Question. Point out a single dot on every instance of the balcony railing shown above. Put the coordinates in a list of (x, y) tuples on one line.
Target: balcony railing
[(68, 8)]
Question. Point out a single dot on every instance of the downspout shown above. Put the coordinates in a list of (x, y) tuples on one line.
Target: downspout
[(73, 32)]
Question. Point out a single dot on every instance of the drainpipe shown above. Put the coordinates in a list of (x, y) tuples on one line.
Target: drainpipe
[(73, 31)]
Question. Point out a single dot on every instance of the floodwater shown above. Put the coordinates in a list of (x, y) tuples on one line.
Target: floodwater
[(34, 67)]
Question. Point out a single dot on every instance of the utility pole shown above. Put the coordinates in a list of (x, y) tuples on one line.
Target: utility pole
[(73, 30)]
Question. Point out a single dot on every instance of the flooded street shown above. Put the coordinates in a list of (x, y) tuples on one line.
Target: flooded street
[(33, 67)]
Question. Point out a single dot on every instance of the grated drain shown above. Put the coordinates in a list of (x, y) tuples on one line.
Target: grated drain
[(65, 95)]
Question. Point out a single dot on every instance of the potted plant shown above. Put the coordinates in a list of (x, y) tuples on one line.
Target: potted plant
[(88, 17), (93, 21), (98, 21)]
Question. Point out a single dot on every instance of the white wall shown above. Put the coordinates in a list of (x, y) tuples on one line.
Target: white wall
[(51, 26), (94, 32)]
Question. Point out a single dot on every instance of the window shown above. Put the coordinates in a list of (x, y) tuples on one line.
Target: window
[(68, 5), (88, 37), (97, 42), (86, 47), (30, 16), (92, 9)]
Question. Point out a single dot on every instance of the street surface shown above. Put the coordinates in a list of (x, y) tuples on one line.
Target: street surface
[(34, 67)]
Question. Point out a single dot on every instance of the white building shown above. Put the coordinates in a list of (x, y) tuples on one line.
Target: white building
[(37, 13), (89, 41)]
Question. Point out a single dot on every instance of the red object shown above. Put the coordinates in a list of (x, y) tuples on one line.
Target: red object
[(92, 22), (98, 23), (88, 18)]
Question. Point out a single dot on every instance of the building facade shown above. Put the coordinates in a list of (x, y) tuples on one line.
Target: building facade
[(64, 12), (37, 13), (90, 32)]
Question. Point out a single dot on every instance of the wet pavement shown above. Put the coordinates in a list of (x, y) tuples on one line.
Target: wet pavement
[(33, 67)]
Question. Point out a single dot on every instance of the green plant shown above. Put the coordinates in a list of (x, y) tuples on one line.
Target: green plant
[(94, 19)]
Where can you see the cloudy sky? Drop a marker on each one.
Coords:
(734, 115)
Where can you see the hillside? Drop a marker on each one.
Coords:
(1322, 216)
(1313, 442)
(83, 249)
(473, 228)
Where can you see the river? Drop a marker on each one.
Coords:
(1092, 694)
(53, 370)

== == ==

= WHAT TO DO =
Edit the material between the line holding "of the building" and the end of the material, inclusive, by replacing "Drop a marker" with "Place a marker" and leaving everything else unchanged. Return only those lines.

= TASK RESULT =
Question. Point out a single dot on every instance of the building facade shown above. Put the coordinates in a list of (x, y) tuples on one line.
Target: building facade
[(64, 12), (37, 13), (90, 32)]
Question. Point out a single dot on every instance of the wet pavement shown above. Put the coordinates in a list of (x, y) tuples on one line.
Target: wet pavement
[(33, 67)]
Question. Point out a single dot on every instance of the green plant shown above. Put the coordinates in a list of (x, y) tuples on one line.
Target: green plant
[(94, 19)]
Where can you see the cloudy sky? Place a marker on each one.
Coords:
(734, 115)
Where can you see the hillside? Place a marker on each one.
Coords:
(1322, 216)
(1313, 442)
(83, 249)
(473, 228)
Where can you see the river? Place a marker on each one.
Coords:
(1092, 694)
(53, 370)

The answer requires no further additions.